→ Written task
How many lines in the records below contain the word "noun"? Reply with the number alone.
start
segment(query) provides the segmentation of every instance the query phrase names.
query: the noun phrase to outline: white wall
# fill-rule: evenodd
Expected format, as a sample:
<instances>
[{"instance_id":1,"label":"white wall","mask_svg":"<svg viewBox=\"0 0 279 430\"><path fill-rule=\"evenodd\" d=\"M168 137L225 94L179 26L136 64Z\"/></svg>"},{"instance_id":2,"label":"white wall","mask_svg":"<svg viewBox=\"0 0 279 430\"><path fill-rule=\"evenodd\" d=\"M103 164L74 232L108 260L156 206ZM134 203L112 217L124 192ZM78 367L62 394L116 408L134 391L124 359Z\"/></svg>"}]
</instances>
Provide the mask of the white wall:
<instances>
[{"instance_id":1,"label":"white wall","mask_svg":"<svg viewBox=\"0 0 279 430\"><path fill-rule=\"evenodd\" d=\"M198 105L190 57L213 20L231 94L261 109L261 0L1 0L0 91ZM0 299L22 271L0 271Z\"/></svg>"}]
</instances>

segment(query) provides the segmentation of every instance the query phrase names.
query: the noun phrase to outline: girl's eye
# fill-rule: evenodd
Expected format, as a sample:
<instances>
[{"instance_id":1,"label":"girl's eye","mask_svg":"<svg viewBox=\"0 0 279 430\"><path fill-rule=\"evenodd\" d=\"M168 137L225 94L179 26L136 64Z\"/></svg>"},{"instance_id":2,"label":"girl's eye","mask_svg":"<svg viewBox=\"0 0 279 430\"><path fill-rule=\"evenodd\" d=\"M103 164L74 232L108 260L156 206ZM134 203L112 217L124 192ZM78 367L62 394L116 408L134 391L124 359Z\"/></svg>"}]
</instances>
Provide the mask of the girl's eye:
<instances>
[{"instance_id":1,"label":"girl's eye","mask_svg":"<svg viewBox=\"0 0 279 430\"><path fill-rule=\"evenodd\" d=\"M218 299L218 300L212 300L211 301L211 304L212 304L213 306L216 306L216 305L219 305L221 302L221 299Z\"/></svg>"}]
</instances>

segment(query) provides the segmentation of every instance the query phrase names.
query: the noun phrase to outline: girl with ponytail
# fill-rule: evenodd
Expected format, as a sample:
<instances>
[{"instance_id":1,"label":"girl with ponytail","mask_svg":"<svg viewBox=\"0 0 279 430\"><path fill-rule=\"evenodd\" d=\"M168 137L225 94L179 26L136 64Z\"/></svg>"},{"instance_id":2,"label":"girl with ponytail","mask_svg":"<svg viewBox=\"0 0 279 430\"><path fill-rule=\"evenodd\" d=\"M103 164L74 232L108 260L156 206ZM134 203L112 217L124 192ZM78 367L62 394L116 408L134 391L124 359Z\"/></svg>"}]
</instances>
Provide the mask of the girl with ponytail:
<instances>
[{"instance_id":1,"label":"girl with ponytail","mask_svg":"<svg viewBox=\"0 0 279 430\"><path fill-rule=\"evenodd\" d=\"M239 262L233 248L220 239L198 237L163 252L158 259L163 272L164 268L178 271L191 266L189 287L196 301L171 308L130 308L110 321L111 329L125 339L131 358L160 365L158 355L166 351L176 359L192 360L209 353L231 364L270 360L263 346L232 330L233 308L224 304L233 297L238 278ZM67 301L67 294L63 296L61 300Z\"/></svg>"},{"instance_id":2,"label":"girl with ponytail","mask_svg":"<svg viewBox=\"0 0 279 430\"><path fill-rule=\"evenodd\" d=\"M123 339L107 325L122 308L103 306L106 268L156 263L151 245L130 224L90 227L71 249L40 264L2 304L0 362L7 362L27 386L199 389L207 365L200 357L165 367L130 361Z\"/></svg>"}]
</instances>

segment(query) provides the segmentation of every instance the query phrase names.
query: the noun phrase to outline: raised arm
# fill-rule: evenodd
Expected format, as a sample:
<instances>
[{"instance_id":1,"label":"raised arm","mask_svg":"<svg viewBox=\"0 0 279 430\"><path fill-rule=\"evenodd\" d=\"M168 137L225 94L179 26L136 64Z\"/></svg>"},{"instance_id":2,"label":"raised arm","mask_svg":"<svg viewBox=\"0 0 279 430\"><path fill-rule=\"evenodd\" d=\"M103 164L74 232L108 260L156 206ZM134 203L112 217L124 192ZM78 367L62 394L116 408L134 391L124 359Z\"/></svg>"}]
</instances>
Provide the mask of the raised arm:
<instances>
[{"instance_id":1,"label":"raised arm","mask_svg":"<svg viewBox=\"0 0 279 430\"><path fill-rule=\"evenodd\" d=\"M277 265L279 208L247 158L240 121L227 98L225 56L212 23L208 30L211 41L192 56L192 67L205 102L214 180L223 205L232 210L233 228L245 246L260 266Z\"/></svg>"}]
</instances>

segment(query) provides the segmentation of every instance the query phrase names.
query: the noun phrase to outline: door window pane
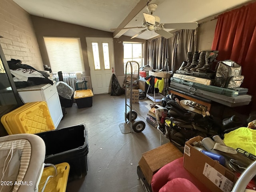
end
→ Solution to this problem
5